*小問*.
本文抜粋によると、マーフィーが都市犯罪特別局局長について調べて見つけた紙には何と書かれていたか。

*本文抜粋*.
══════

マーフィーは都市犯罪特別局局長のことを独自で調べる。調べて見つけた紙には「THOR」とあった。この場面は「誰かに見つかるのでは?」と緊張感が高まるが、誰にも見つからない。

中盤は、「ブルーサンダー」のテストパイロットに選ばれ、元上官コクランと出会う(ブルーサンダー登場時に、ブルーサンダーに乗っていた)。コクランとの出会いの時「俺を軍法会議に送りかけた」とマーフィーは言い、この台詞からもこのふたりが仲良くなく、対立を予感させる。事実対立する。ブルーサンダーの凄さをまざまざと見せる描写。機能紹介とかあって、男の人はこういうの好きそうである。

テストでコクランの乗るブルーサンダーに他のヘリコプターでついていく、マーフィーとライマングッド。この場面の前の場面で、コクランがマーフィーが搭乗するヘリコプターのネジを緩めるのである。これが元で後に事故になるのだが、この時私はコクランのことが嫌いになった。後で、コクランが敗北したら「スカッとするな」と思った。憎まれ役ってこう作られるんだね。最後のマーフィーの逃亡劇の中、コクランだけはマーフィーに殺されてしまう。「対立していても国家を守るという点では同じなのだから殺さなくても……」と多少は思わなくもない私だが、コクランの死の時はそんなことは思わなかった。後半盛り上げるために、さりげなく憎まれ役を作るのもうまいね。コクランがネジを緩めたことによって、ヘリコプターは落ちていく。ここら辺も緊張感あった。

══════

[位置特定データ]

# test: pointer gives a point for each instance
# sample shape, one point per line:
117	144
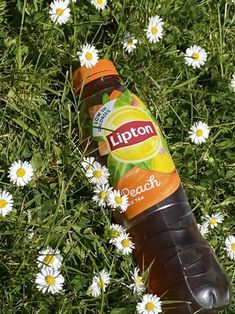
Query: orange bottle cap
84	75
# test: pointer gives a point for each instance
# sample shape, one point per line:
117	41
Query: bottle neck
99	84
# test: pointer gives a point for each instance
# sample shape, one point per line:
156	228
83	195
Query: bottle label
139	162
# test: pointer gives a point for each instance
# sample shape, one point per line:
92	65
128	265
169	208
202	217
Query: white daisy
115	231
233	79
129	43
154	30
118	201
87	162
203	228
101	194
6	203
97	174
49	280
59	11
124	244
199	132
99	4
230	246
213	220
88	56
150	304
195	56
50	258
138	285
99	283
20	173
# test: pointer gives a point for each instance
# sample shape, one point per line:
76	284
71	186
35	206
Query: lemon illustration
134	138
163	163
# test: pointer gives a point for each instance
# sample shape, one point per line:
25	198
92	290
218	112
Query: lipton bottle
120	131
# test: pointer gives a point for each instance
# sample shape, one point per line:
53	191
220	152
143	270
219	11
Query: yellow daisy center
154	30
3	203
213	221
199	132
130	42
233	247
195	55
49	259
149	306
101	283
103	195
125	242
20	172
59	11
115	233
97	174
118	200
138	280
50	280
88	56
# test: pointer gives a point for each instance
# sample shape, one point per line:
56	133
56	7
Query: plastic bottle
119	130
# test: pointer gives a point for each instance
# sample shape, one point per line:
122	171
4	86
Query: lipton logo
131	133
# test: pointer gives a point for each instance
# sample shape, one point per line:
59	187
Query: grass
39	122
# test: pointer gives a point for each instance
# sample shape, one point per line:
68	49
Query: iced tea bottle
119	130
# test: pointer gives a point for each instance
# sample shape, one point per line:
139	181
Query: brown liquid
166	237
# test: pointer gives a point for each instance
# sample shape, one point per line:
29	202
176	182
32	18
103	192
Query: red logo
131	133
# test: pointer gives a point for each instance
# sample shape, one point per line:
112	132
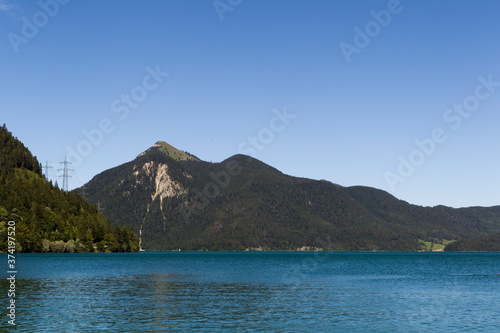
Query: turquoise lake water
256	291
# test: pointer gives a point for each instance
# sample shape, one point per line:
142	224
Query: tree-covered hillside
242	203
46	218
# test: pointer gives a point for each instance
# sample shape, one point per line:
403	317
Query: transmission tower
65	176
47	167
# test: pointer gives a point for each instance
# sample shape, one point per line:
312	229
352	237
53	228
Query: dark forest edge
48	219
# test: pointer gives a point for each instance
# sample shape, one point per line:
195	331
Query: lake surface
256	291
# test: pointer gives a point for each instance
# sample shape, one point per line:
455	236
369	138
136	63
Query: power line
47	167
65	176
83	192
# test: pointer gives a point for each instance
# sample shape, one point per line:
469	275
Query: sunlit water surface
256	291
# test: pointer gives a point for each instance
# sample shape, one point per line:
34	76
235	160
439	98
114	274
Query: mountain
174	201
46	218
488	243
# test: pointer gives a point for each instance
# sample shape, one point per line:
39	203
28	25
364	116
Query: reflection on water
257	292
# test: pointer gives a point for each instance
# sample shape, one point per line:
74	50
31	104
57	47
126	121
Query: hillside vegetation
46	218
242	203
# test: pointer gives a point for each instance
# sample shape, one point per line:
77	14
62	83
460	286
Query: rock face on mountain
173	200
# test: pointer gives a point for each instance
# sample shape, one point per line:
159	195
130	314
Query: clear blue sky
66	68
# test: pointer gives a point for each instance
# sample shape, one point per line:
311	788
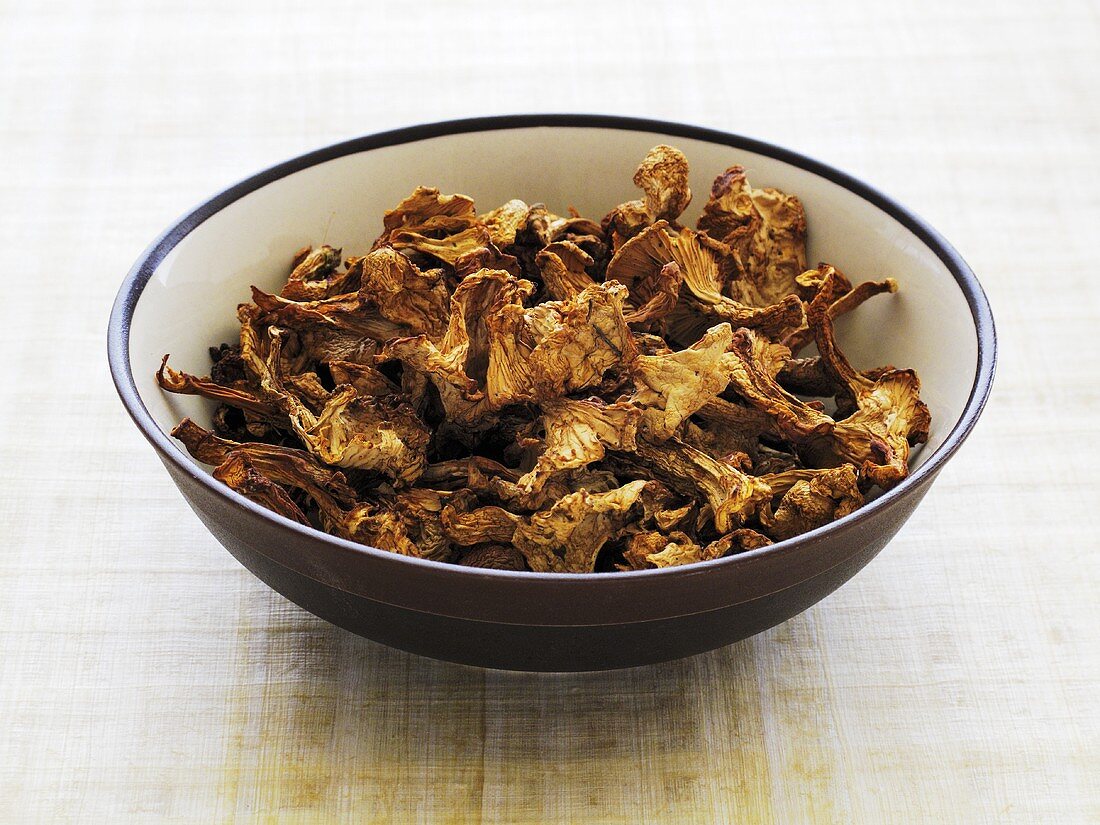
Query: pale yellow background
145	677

══════

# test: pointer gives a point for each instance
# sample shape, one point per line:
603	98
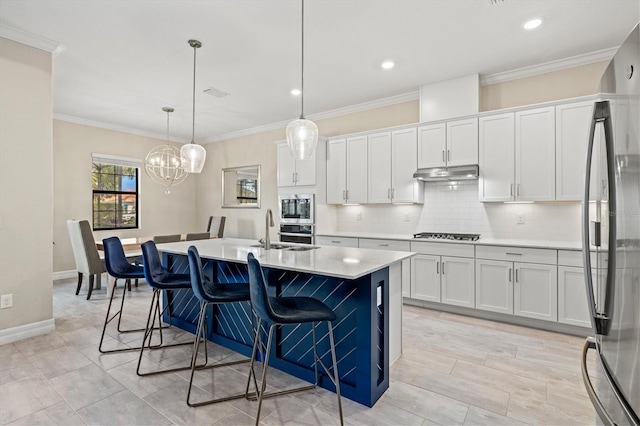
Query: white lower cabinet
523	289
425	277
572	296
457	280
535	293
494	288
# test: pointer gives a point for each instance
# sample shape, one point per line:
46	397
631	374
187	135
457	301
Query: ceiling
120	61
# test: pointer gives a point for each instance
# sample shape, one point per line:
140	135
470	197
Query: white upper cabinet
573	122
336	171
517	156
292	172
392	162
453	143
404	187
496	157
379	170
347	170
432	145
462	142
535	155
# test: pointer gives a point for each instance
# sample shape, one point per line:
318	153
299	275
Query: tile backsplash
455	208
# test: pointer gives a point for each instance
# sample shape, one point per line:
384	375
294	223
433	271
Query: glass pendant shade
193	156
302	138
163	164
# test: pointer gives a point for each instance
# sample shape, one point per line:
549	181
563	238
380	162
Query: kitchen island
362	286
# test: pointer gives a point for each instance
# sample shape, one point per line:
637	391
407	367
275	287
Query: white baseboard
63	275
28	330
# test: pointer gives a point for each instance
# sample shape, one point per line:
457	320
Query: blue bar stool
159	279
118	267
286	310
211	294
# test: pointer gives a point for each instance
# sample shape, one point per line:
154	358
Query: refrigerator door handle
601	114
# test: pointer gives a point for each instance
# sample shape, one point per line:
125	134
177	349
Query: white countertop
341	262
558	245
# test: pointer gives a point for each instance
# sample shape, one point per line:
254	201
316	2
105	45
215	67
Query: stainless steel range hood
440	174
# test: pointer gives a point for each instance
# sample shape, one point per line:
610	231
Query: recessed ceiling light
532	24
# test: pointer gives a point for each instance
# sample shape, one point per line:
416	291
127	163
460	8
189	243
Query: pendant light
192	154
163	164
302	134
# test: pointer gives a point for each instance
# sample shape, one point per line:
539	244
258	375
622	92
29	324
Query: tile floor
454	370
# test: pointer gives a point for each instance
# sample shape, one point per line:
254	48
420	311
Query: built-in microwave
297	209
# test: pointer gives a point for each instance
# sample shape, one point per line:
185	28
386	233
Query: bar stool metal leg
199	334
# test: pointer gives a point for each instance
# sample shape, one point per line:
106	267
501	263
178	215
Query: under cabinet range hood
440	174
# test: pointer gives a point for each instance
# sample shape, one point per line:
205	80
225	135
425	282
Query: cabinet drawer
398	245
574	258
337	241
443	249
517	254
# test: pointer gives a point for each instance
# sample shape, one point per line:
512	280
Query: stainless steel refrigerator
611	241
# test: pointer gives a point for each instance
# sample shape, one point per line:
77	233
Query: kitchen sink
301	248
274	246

══════

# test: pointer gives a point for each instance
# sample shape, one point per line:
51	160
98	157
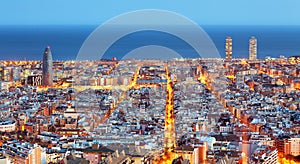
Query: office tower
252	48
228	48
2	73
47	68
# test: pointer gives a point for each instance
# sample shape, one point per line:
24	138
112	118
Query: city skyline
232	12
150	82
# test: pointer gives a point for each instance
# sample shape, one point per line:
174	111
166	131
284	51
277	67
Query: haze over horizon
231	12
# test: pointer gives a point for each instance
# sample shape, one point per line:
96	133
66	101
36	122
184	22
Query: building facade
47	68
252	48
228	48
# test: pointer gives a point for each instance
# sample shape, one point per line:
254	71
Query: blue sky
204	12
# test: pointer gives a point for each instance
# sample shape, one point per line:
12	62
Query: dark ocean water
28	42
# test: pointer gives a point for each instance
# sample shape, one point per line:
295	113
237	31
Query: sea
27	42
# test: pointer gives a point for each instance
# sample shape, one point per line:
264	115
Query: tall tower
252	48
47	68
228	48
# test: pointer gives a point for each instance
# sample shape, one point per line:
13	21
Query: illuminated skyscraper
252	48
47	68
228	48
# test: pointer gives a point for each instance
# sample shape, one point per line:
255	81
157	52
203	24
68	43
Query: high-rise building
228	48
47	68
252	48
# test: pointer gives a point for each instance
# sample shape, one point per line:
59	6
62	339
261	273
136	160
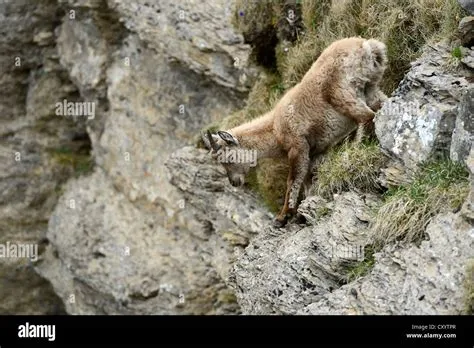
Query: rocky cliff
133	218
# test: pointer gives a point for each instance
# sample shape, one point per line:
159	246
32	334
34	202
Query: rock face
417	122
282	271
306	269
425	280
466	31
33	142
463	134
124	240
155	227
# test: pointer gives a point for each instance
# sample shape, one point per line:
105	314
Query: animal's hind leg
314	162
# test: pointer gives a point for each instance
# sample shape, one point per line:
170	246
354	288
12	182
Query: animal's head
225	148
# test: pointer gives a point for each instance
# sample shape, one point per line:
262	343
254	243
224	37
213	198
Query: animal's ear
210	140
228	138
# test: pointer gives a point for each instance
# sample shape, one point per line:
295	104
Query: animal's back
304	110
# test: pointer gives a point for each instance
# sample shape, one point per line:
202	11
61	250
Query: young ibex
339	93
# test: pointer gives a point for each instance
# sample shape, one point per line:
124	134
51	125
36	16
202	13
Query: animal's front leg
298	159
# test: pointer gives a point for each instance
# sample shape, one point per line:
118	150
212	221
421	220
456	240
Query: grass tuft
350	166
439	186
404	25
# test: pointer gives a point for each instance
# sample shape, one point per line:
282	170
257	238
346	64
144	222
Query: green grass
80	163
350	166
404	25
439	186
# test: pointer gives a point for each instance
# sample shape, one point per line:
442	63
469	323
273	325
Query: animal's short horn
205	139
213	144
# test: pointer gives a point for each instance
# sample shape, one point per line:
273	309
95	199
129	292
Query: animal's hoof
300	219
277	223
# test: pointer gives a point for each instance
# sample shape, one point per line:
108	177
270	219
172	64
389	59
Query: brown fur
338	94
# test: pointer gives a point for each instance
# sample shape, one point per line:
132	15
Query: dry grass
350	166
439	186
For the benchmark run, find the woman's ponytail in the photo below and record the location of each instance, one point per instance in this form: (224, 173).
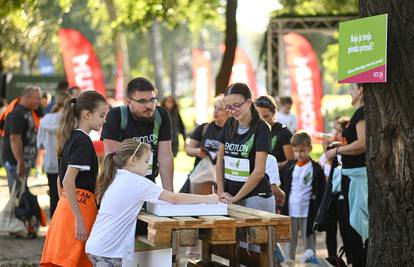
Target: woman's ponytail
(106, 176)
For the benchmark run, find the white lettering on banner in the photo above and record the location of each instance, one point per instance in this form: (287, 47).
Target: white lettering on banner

══════

*解答*.
「THOR」と書かれていた。